Short problem - Locate every row below that contains the word "white" and copy each of those rows in full.

Data items -
BEGIN

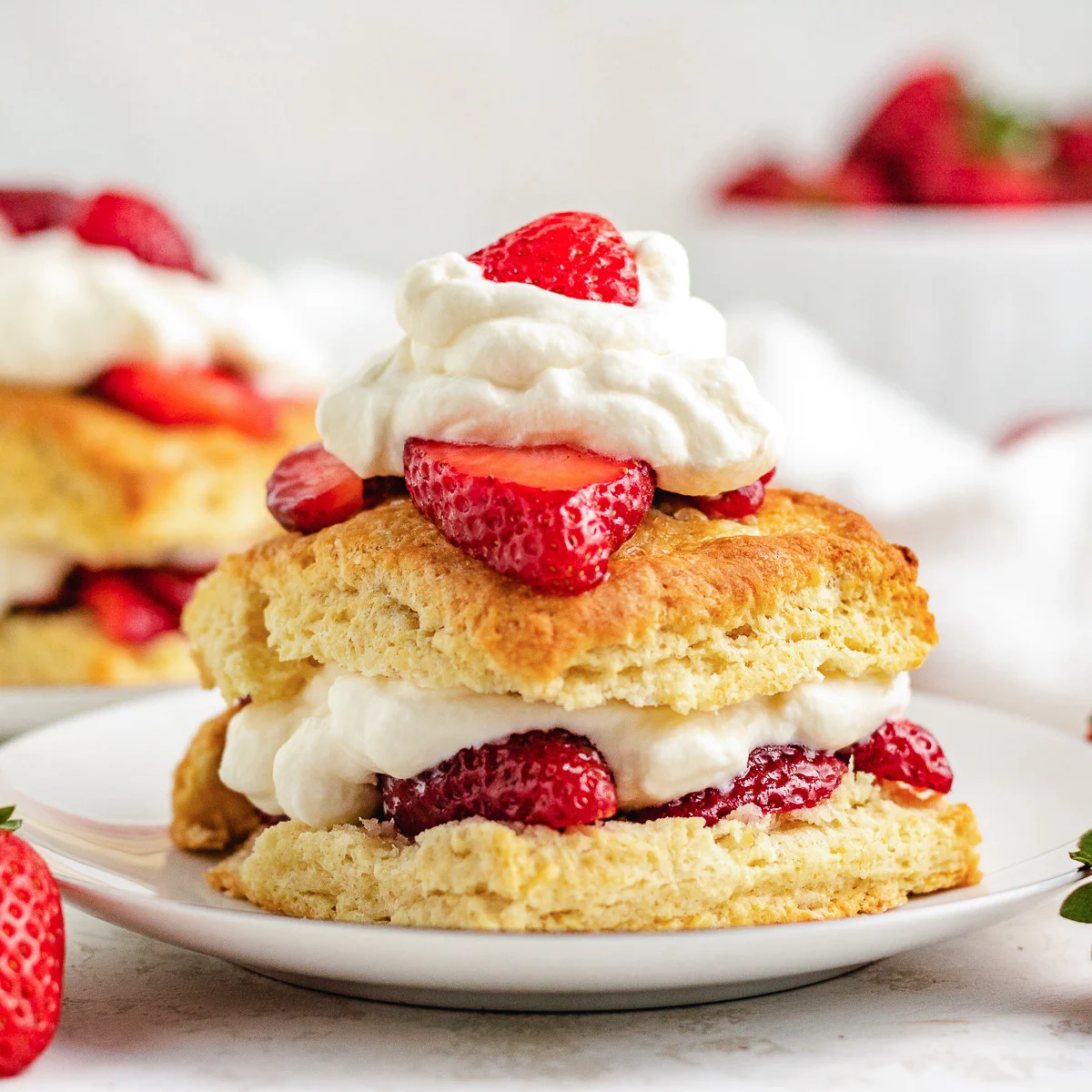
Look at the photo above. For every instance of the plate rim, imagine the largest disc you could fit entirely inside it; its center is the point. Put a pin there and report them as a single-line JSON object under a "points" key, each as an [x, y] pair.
{"points": [[86, 889]]}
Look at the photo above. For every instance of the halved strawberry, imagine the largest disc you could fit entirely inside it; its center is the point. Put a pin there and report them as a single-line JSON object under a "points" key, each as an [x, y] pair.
{"points": [[549, 778], [311, 490], [550, 517], [125, 612], [776, 779], [115, 218], [902, 751], [188, 397], [28, 211], [573, 254]]}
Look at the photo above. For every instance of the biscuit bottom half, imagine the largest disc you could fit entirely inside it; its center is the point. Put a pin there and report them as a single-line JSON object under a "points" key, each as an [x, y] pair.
{"points": [[864, 851], [66, 648]]}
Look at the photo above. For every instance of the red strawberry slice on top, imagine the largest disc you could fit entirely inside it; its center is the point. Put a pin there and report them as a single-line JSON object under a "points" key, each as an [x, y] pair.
{"points": [[114, 218], [550, 517], [188, 397], [27, 211], [572, 254]]}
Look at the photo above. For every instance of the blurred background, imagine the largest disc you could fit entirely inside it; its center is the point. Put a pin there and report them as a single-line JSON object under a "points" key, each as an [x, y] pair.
{"points": [[369, 135], [376, 132]]}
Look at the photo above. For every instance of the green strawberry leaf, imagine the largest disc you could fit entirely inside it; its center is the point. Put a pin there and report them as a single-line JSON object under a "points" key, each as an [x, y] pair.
{"points": [[1084, 853], [1008, 135], [1078, 905]]}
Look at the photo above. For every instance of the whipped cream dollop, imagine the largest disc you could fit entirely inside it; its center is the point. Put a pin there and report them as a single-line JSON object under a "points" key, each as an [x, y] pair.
{"points": [[316, 757], [517, 366], [69, 309], [28, 576]]}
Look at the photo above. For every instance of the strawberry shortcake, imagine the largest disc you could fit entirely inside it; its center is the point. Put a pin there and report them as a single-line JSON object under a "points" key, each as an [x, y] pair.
{"points": [[145, 398], [545, 651]]}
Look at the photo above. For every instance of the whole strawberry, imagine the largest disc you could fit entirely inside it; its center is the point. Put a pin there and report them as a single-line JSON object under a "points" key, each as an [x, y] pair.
{"points": [[32, 951]]}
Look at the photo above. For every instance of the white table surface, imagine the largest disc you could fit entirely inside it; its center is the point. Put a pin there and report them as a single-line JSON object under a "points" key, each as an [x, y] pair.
{"points": [[1006, 1008]]}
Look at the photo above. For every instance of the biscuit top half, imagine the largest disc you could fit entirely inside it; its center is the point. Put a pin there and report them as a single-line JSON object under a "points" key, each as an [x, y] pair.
{"points": [[697, 614]]}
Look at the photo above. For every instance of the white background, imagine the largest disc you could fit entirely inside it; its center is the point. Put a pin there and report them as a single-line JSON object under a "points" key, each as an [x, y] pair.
{"points": [[379, 131]]}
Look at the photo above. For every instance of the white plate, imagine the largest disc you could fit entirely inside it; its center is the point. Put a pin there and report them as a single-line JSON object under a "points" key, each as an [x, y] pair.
{"points": [[93, 793], [28, 707]]}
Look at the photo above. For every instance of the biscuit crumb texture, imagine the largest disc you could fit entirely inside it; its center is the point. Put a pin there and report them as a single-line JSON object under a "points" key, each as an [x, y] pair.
{"points": [[207, 814], [865, 851], [696, 614]]}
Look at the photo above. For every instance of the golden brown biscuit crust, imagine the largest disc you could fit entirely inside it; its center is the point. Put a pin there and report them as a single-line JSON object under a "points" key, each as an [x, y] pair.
{"points": [[206, 814], [93, 481], [66, 648], [863, 852], [697, 614]]}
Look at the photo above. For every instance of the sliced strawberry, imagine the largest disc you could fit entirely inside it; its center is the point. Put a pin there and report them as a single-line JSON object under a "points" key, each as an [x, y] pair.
{"points": [[778, 779], [768, 180], [114, 218], [551, 778], [28, 211], [188, 397], [573, 254], [550, 517], [902, 751], [311, 490], [173, 588], [125, 612]]}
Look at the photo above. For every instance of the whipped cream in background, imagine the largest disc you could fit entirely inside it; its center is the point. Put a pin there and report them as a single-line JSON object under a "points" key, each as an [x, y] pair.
{"points": [[30, 576], [315, 757], [68, 310], [518, 366]]}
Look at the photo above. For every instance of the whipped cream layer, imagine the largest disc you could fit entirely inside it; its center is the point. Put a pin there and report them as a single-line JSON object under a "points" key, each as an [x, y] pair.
{"points": [[28, 576], [316, 757], [513, 365], [68, 310]]}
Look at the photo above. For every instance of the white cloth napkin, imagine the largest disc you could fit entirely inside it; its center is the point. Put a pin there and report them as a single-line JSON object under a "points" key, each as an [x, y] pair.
{"points": [[1004, 538]]}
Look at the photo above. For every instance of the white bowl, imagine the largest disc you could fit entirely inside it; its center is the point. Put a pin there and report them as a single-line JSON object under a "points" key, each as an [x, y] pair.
{"points": [[984, 316]]}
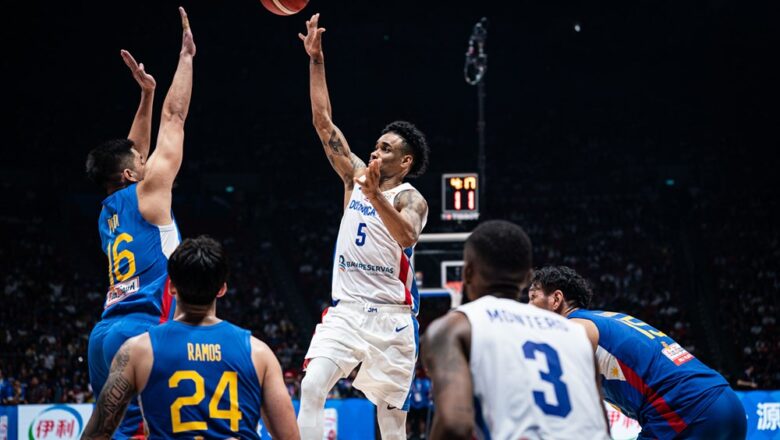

END

Result of the exercise -
Look at the photo above. For every instance of the white table surface, imagine the largest disc you could fit entirely inside it; its center is the point. Put a pin there and report them as a single-line JSON object under a "points" key, each as an [x, y] pair.
Look at the photo above. For every instance of the white background, imagine the largest disc you could fit entirely inside it; its center is the point. Put a pin there and report them as a single-line JSON object under a "points" key, each as an [x, y] pair.
Look at the photo above. For every instance of the white plate, imagine the largest disc you could fit entirely inside it; its center is the point. Put a pin there and report them as a single-line JSON object under a "points" key, each as an [x, y] pair.
Look at the photo above. For every instance of the white cloth napkin, imagine the largest disc you could fit entirely inside it; its center is the point. Put a pin there and report them as a single-line JSON object under a "points" key, each as an [x, y] pair.
Look at the photo above. For every instance of the white bowl, imagine the largest disc you could fit entirely inside it; its center is the point. Put a pin there and report them as a single-line JSON object under a "points" key, each as an [x, y] pair.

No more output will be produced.